◆ **ASSIGNMENT**:
Below is a set of entries. Print the line that contains "Objective — one point per instance of the straight" and every later line word for word, through the final one.

(Point-per-instance localization data)
******
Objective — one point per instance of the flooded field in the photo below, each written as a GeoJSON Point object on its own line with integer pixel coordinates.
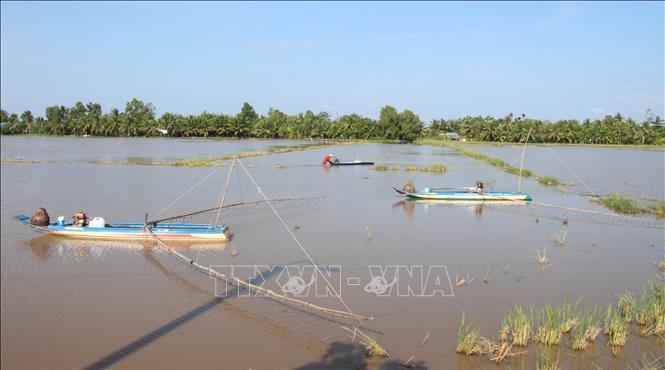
{"type": "Point", "coordinates": [131, 305]}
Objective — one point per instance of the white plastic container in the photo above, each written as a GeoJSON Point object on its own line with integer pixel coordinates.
{"type": "Point", "coordinates": [97, 222]}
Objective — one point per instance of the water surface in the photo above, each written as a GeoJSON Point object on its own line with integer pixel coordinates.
{"type": "Point", "coordinates": [74, 304]}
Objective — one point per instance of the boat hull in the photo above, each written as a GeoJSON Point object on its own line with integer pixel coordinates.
{"type": "Point", "coordinates": [470, 196]}
{"type": "Point", "coordinates": [353, 163]}
{"type": "Point", "coordinates": [134, 231]}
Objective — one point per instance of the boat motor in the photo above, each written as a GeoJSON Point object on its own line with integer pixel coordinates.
{"type": "Point", "coordinates": [40, 218]}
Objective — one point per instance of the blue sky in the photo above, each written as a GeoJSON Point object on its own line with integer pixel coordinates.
{"type": "Point", "coordinates": [440, 59]}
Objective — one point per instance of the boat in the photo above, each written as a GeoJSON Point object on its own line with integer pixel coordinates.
{"type": "Point", "coordinates": [353, 163]}
{"type": "Point", "coordinates": [465, 194]}
{"type": "Point", "coordinates": [122, 231]}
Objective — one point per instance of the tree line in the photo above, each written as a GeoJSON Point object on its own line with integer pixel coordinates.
{"type": "Point", "coordinates": [139, 119]}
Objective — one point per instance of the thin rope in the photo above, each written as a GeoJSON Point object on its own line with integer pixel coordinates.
{"type": "Point", "coordinates": [311, 260]}
{"type": "Point", "coordinates": [187, 192]}
{"type": "Point", "coordinates": [226, 186]}
{"type": "Point", "coordinates": [591, 211]}
{"type": "Point", "coordinates": [519, 182]}
{"type": "Point", "coordinates": [571, 170]}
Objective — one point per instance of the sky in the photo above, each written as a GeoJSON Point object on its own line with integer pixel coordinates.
{"type": "Point", "coordinates": [550, 60]}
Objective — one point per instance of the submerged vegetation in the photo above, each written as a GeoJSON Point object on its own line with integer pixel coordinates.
{"type": "Point", "coordinates": [496, 162]}
{"type": "Point", "coordinates": [468, 339]}
{"type": "Point", "coordinates": [548, 325]}
{"type": "Point", "coordinates": [621, 204]}
{"type": "Point", "coordinates": [436, 168]}
{"type": "Point", "coordinates": [624, 205]}
{"type": "Point", "coordinates": [139, 119]}
{"type": "Point", "coordinates": [547, 180]}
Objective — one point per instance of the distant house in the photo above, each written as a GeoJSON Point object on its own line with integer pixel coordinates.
{"type": "Point", "coordinates": [453, 136]}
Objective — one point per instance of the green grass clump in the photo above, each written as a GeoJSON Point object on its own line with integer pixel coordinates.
{"type": "Point", "coordinates": [657, 207]}
{"type": "Point", "coordinates": [254, 153]}
{"type": "Point", "coordinates": [517, 327]}
{"type": "Point", "coordinates": [548, 326]}
{"type": "Point", "coordinates": [569, 316]}
{"type": "Point", "coordinates": [544, 362]}
{"type": "Point", "coordinates": [136, 161]}
{"type": "Point", "coordinates": [586, 330]}
{"type": "Point", "coordinates": [620, 204]}
{"type": "Point", "coordinates": [616, 330]}
{"type": "Point", "coordinates": [652, 363]}
{"type": "Point", "coordinates": [651, 313]}
{"type": "Point", "coordinates": [548, 181]}
{"type": "Point", "coordinates": [468, 339]}
{"type": "Point", "coordinates": [194, 162]}
{"type": "Point", "coordinates": [438, 168]}
{"type": "Point", "coordinates": [434, 168]}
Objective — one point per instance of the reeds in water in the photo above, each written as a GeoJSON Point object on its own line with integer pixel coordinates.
{"type": "Point", "coordinates": [569, 316]}
{"type": "Point", "coordinates": [548, 326]}
{"type": "Point", "coordinates": [544, 361]}
{"type": "Point", "coordinates": [468, 339]}
{"type": "Point", "coordinates": [372, 347]}
{"type": "Point", "coordinates": [616, 330]}
{"type": "Point", "coordinates": [541, 256]}
{"type": "Point", "coordinates": [516, 327]}
{"type": "Point", "coordinates": [586, 330]}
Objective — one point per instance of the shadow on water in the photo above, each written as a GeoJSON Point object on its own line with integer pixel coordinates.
{"type": "Point", "coordinates": [346, 355]}
{"type": "Point", "coordinates": [140, 343]}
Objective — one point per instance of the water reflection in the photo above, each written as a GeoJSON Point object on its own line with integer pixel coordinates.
{"type": "Point", "coordinates": [477, 207]}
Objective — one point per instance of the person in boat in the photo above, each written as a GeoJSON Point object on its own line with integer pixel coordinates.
{"type": "Point", "coordinates": [40, 218]}
{"type": "Point", "coordinates": [480, 186]}
{"type": "Point", "coordinates": [329, 159]}
{"type": "Point", "coordinates": [80, 219]}
{"type": "Point", "coordinates": [409, 187]}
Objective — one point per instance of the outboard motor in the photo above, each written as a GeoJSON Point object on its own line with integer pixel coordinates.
{"type": "Point", "coordinates": [409, 187]}
{"type": "Point", "coordinates": [40, 218]}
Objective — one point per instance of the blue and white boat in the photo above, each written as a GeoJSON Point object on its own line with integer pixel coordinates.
{"type": "Point", "coordinates": [465, 194]}
{"type": "Point", "coordinates": [98, 229]}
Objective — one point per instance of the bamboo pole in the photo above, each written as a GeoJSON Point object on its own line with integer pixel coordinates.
{"type": "Point", "coordinates": [519, 181]}
{"type": "Point", "coordinates": [267, 292]}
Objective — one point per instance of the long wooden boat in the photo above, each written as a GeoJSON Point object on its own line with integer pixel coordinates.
{"type": "Point", "coordinates": [466, 195]}
{"type": "Point", "coordinates": [166, 231]}
{"type": "Point", "coordinates": [353, 163]}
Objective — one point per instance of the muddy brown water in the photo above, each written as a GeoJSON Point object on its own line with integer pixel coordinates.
{"type": "Point", "coordinates": [69, 303]}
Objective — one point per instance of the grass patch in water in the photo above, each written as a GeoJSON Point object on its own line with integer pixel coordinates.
{"type": "Point", "coordinates": [621, 204]}
{"type": "Point", "coordinates": [544, 362]}
{"type": "Point", "coordinates": [496, 162]}
{"type": "Point", "coordinates": [18, 160]}
{"type": "Point", "coordinates": [657, 207]}
{"type": "Point", "coordinates": [616, 330]}
{"type": "Point", "coordinates": [381, 167]}
{"type": "Point", "coordinates": [548, 181]}
{"type": "Point", "coordinates": [437, 168]}
{"type": "Point", "coordinates": [516, 327]}
{"type": "Point", "coordinates": [548, 325]}
{"type": "Point", "coordinates": [137, 161]}
{"type": "Point", "coordinates": [195, 162]}
{"type": "Point", "coordinates": [468, 339]}
{"type": "Point", "coordinates": [295, 148]}
{"type": "Point", "coordinates": [254, 153]}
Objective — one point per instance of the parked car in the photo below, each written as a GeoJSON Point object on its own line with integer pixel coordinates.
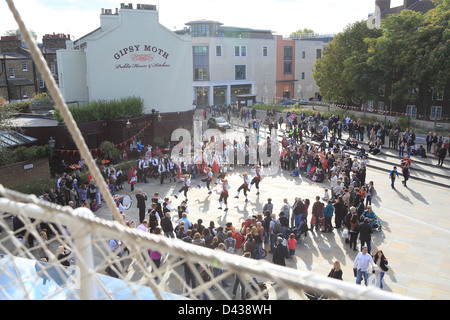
{"type": "Point", "coordinates": [286, 102]}
{"type": "Point", "coordinates": [304, 101]}
{"type": "Point", "coordinates": [218, 123]}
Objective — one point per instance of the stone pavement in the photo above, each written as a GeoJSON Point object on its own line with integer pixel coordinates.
{"type": "Point", "coordinates": [415, 236]}
{"type": "Point", "coordinates": [416, 228]}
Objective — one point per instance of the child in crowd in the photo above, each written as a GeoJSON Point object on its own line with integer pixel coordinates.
{"type": "Point", "coordinates": [291, 244]}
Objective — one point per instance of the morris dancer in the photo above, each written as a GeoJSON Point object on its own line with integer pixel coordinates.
{"type": "Point", "coordinates": [223, 171]}
{"type": "Point", "coordinates": [187, 183]}
{"type": "Point", "coordinates": [224, 194]}
{"type": "Point", "coordinates": [244, 186]}
{"type": "Point", "coordinates": [208, 179]}
{"type": "Point", "coordinates": [256, 179]}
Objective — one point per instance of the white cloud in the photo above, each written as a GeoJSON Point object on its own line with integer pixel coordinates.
{"type": "Point", "coordinates": [283, 16]}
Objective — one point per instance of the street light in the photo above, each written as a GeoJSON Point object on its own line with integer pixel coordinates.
{"type": "Point", "coordinates": [51, 142]}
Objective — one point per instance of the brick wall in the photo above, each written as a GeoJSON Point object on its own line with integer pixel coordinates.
{"type": "Point", "coordinates": [14, 174]}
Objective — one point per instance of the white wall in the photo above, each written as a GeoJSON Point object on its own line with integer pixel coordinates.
{"type": "Point", "coordinates": [163, 78]}
{"type": "Point", "coordinates": [260, 71]}
{"type": "Point", "coordinates": [306, 87]}
{"type": "Point", "coordinates": [72, 75]}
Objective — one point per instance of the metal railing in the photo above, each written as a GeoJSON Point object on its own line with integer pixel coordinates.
{"type": "Point", "coordinates": [34, 264]}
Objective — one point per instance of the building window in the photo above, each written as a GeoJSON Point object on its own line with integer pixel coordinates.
{"type": "Point", "coordinates": [240, 72]}
{"type": "Point", "coordinates": [243, 51]}
{"type": "Point", "coordinates": [438, 94]}
{"type": "Point", "coordinates": [288, 67]}
{"type": "Point", "coordinates": [201, 63]}
{"type": "Point", "coordinates": [41, 82]}
{"type": "Point", "coordinates": [436, 113]}
{"type": "Point", "coordinates": [218, 51]}
{"type": "Point", "coordinates": [12, 73]}
{"type": "Point", "coordinates": [411, 111]}
{"type": "Point", "coordinates": [240, 51]}
{"type": "Point", "coordinates": [53, 68]}
{"type": "Point", "coordinates": [318, 53]}
{"type": "Point", "coordinates": [287, 53]}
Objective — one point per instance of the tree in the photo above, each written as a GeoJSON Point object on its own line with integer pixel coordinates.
{"type": "Point", "coordinates": [109, 150]}
{"type": "Point", "coordinates": [17, 32]}
{"type": "Point", "coordinates": [300, 31]}
{"type": "Point", "coordinates": [413, 54]}
{"type": "Point", "coordinates": [342, 61]}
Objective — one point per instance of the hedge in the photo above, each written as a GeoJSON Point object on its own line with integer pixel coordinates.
{"type": "Point", "coordinates": [104, 110]}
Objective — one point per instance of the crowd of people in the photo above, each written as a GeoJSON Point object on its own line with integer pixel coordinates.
{"type": "Point", "coordinates": [346, 204]}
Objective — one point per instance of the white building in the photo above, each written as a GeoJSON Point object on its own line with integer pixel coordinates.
{"type": "Point", "coordinates": [130, 54]}
{"type": "Point", "coordinates": [307, 51]}
{"type": "Point", "coordinates": [230, 61]}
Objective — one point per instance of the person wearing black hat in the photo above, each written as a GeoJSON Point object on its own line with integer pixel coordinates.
{"type": "Point", "coordinates": [365, 231]}
{"type": "Point", "coordinates": [280, 253]}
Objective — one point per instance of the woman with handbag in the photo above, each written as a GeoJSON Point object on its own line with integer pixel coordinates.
{"type": "Point", "coordinates": [336, 272]}
{"type": "Point", "coordinates": [381, 261]}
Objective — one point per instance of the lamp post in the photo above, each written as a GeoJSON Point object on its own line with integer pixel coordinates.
{"type": "Point", "coordinates": [51, 142]}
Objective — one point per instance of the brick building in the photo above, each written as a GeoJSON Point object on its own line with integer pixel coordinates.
{"type": "Point", "coordinates": [19, 77]}
{"type": "Point", "coordinates": [422, 104]}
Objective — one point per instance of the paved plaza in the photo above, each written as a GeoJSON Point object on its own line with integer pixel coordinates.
{"type": "Point", "coordinates": [415, 237]}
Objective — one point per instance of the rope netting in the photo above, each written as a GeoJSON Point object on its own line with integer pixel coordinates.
{"type": "Point", "coordinates": [53, 252]}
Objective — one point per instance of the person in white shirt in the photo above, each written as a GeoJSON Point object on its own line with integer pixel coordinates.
{"type": "Point", "coordinates": [224, 194]}
{"type": "Point", "coordinates": [187, 183]}
{"type": "Point", "coordinates": [361, 265]}
{"type": "Point", "coordinates": [256, 179]}
{"type": "Point", "coordinates": [244, 186]}
{"type": "Point", "coordinates": [161, 171]}
{"type": "Point", "coordinates": [208, 179]}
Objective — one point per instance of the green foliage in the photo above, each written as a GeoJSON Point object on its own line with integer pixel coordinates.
{"type": "Point", "coordinates": [300, 31]}
{"type": "Point", "coordinates": [104, 110]}
{"type": "Point", "coordinates": [36, 187]}
{"type": "Point", "coordinates": [342, 59]}
{"type": "Point", "coordinates": [20, 106]}
{"type": "Point", "coordinates": [24, 153]}
{"type": "Point", "coordinates": [159, 141]}
{"type": "Point", "coordinates": [411, 50]}
{"type": "Point", "coordinates": [109, 150]}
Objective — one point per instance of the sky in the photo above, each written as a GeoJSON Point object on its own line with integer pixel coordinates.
{"type": "Point", "coordinates": [79, 17]}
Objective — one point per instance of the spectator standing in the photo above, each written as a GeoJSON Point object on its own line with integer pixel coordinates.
{"type": "Point", "coordinates": [361, 265]}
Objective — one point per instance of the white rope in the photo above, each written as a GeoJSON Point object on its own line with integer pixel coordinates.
{"type": "Point", "coordinates": [284, 277]}
{"type": "Point", "coordinates": [68, 119]}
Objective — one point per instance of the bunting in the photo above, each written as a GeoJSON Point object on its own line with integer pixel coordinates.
{"type": "Point", "coordinates": [361, 109]}
{"type": "Point", "coordinates": [124, 143]}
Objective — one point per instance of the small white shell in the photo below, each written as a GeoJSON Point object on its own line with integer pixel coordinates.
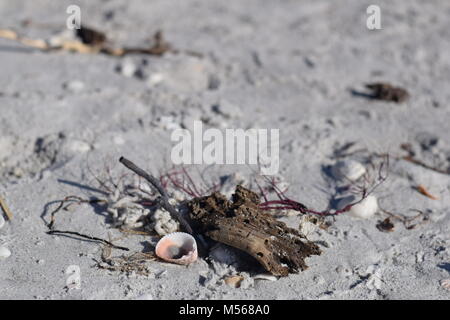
{"type": "Point", "coordinates": [4, 252]}
{"type": "Point", "coordinates": [177, 247]}
{"type": "Point", "coordinates": [364, 210]}
{"type": "Point", "coordinates": [2, 221]}
{"type": "Point", "coordinates": [348, 170]}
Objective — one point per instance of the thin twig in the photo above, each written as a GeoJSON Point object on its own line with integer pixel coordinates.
{"type": "Point", "coordinates": [5, 209]}
{"type": "Point", "coordinates": [87, 237]}
{"type": "Point", "coordinates": [164, 199]}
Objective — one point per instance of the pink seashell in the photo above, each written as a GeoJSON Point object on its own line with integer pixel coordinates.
{"type": "Point", "coordinates": [177, 247]}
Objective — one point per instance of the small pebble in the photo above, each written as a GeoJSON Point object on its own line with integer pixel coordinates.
{"type": "Point", "coordinates": [74, 86]}
{"type": "Point", "coordinates": [348, 170]}
{"type": "Point", "coordinates": [4, 252]}
{"type": "Point", "coordinates": [265, 276]}
{"type": "Point", "coordinates": [78, 146]}
{"type": "Point", "coordinates": [127, 68]}
{"type": "Point", "coordinates": [364, 209]}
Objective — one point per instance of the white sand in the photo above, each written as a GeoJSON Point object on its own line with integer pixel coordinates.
{"type": "Point", "coordinates": [288, 65]}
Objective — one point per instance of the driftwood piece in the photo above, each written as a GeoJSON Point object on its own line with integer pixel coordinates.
{"type": "Point", "coordinates": [387, 92]}
{"type": "Point", "coordinates": [242, 224]}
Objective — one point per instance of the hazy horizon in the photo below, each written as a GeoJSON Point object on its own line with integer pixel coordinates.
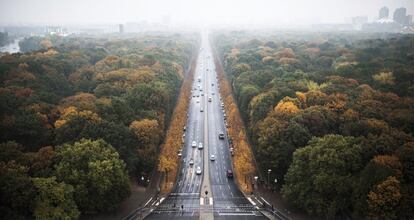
{"type": "Point", "coordinates": [191, 13]}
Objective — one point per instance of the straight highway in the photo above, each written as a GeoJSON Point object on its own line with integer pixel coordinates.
{"type": "Point", "coordinates": [205, 188]}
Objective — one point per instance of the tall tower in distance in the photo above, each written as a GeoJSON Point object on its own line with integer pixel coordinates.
{"type": "Point", "coordinates": [383, 13]}
{"type": "Point", "coordinates": [400, 16]}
******
◆ **WRITTEN RESPONSE**:
Objective — one point per instance of the straight highway in the photo above, each written as a GeoJSON Point object on its own line with integer pixel coordinates.
{"type": "Point", "coordinates": [205, 188]}
Objective — one point per instance of the tall tower in distance in the photo above, each written as a GeoJSON Point object on its own line with integer pixel coordinates.
{"type": "Point", "coordinates": [383, 13]}
{"type": "Point", "coordinates": [400, 16]}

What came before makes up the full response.